→ What is being asked:
Starting at the line that contains "Where can you spot the dark", copy each line through the end of the listing below. Include both ends and output nothing more.

[Dataset records about object locations]
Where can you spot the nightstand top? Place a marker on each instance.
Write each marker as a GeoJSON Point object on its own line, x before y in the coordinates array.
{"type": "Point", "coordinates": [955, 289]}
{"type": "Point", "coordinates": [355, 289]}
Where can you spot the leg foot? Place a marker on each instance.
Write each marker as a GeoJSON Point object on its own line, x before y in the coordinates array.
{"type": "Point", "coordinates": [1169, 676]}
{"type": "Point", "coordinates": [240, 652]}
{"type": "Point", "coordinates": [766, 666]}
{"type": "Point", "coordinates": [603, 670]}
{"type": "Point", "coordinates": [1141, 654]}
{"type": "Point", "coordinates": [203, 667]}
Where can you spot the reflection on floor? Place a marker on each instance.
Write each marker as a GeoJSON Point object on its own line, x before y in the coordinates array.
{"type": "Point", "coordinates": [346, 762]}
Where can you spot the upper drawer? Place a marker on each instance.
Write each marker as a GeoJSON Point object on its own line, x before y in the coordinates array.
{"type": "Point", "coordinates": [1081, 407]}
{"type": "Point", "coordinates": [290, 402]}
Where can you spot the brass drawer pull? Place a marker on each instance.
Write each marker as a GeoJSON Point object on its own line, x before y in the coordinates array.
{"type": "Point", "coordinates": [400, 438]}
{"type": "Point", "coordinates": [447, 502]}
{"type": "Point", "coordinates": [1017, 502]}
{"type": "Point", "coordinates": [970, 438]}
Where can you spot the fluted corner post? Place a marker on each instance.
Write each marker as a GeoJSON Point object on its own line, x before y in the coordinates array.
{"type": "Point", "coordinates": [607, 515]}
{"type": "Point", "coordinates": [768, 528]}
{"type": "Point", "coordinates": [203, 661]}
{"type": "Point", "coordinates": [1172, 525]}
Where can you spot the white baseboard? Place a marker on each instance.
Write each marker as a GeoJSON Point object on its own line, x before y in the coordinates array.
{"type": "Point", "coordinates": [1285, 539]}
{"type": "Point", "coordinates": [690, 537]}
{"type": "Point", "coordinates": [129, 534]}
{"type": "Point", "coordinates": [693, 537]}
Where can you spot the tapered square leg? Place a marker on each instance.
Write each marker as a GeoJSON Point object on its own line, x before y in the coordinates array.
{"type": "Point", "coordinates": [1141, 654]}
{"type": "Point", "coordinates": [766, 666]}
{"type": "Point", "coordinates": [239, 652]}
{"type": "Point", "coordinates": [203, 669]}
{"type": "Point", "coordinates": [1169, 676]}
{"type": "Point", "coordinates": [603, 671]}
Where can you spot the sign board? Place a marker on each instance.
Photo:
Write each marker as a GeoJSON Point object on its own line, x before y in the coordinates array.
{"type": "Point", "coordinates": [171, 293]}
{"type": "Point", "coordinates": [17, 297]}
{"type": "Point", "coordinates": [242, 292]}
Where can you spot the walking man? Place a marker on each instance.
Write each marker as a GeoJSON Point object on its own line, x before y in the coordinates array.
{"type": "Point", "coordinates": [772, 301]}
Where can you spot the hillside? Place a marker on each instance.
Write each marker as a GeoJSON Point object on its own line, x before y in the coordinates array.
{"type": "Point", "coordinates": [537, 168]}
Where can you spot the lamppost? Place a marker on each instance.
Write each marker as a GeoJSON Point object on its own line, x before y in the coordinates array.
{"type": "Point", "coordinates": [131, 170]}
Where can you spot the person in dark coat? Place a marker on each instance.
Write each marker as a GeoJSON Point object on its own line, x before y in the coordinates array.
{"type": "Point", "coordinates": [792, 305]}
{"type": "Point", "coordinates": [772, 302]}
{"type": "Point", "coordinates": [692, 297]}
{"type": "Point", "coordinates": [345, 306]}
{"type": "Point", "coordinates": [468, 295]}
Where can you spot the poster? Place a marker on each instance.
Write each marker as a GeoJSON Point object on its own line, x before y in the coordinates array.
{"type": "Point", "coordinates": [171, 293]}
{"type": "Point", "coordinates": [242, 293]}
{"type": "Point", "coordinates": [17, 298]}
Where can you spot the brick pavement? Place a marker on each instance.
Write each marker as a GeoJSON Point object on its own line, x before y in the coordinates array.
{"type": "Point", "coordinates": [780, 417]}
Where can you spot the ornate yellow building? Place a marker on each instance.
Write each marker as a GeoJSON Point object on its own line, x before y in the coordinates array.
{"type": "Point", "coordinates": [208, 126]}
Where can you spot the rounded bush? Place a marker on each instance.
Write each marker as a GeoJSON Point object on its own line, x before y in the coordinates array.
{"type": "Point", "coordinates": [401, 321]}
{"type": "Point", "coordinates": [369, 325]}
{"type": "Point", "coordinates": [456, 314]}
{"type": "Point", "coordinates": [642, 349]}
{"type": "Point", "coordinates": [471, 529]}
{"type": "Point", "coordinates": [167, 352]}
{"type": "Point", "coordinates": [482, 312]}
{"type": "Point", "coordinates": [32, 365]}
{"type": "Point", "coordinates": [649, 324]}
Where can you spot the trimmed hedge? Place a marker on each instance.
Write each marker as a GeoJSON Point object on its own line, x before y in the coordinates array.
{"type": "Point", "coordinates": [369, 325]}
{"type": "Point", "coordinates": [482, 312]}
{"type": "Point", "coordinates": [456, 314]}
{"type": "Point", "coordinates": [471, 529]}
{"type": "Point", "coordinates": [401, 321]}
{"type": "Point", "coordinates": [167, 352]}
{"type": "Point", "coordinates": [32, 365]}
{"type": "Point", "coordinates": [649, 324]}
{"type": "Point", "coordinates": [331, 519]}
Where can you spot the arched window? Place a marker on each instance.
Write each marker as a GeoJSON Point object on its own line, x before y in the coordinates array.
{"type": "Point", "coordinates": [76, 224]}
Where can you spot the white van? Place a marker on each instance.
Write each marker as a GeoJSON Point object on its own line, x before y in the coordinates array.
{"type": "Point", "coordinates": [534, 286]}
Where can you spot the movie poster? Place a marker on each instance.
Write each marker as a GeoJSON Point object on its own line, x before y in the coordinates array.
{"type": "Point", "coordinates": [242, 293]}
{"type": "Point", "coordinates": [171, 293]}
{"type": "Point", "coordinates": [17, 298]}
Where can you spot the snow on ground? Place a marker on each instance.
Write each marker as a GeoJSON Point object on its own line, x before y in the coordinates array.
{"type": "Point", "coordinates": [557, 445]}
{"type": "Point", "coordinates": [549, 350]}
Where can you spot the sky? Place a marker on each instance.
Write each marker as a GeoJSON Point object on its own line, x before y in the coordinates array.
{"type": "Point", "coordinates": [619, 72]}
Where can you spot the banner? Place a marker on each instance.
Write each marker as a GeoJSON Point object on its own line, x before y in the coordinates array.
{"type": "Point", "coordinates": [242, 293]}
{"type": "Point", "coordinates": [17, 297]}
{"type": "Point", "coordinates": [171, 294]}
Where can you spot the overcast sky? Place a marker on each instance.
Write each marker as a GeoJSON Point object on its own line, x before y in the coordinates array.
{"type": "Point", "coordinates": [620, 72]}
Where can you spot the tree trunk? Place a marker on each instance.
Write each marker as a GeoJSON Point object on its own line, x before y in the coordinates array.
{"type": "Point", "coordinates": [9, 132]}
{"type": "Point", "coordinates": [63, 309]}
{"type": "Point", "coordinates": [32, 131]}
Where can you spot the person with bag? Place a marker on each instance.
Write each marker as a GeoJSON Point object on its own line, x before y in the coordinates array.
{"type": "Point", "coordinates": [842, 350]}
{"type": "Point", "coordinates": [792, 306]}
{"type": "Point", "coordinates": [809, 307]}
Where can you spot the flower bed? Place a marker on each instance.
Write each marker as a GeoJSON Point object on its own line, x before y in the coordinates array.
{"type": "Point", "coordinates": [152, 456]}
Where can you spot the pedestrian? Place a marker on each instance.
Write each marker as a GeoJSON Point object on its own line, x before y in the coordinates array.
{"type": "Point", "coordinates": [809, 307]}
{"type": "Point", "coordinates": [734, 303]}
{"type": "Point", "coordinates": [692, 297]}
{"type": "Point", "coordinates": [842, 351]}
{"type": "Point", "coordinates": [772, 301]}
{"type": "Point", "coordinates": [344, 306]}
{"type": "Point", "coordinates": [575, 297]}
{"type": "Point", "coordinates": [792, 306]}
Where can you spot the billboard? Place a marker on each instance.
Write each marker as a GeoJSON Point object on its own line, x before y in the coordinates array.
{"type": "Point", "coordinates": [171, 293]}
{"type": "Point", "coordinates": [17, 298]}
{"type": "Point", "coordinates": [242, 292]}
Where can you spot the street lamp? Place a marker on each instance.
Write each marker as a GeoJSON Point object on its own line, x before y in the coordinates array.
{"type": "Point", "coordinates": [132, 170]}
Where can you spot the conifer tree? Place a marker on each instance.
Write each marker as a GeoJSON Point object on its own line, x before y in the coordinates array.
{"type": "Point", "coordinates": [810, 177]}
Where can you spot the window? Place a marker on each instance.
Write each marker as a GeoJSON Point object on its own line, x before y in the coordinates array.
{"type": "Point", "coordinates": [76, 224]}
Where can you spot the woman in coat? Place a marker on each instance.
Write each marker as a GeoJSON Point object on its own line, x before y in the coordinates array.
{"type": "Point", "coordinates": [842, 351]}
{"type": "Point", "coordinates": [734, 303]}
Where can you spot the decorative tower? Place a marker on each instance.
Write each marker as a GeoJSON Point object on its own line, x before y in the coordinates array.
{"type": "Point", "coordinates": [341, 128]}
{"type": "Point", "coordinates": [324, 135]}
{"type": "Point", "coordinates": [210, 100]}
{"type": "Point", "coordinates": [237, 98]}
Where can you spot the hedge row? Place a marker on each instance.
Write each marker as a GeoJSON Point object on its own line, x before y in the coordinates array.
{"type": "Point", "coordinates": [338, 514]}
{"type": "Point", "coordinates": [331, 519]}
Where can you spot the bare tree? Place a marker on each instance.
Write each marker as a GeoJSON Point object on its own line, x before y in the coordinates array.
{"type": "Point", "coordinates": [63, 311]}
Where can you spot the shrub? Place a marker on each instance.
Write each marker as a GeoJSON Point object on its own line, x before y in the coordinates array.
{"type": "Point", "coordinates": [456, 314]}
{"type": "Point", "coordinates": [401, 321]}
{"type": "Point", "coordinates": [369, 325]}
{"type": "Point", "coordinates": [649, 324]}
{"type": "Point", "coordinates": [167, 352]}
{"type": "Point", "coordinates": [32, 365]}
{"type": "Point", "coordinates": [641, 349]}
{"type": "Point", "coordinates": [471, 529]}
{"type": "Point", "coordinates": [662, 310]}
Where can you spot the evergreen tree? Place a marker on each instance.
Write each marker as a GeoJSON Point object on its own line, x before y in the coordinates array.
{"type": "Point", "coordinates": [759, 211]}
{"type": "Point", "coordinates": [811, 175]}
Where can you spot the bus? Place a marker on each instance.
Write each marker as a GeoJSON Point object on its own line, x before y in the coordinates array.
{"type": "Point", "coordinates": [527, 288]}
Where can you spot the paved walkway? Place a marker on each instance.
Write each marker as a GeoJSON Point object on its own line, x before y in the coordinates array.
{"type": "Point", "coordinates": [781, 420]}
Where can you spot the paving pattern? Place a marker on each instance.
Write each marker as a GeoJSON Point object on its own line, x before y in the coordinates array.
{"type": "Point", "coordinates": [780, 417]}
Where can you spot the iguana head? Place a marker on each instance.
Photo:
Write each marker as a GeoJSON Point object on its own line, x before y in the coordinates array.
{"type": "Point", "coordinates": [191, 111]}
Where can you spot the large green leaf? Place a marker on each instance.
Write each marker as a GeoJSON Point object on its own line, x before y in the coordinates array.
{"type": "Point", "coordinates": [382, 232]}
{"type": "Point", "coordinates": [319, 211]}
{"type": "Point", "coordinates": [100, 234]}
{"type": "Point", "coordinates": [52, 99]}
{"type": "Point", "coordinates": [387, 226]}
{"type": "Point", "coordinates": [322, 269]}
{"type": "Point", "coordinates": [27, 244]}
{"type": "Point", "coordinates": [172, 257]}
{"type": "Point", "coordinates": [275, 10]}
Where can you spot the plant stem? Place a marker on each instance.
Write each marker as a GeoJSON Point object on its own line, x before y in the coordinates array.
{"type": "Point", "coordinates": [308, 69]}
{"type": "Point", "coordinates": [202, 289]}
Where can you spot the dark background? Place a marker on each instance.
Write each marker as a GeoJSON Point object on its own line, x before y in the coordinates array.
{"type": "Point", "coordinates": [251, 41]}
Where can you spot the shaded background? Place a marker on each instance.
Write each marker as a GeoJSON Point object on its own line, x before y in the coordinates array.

→ Solution to this problem:
Where can you spot the dark background? Place a marker on each instance.
Write each marker as a GeoJSON Point object on its own line, x before y in the coordinates array.
{"type": "Point", "coordinates": [251, 41]}
Where can you spot the shaded background? Place a marker on each instance.
Write each marker as a GeoJSON Point object on its own line, x before y in the coordinates array.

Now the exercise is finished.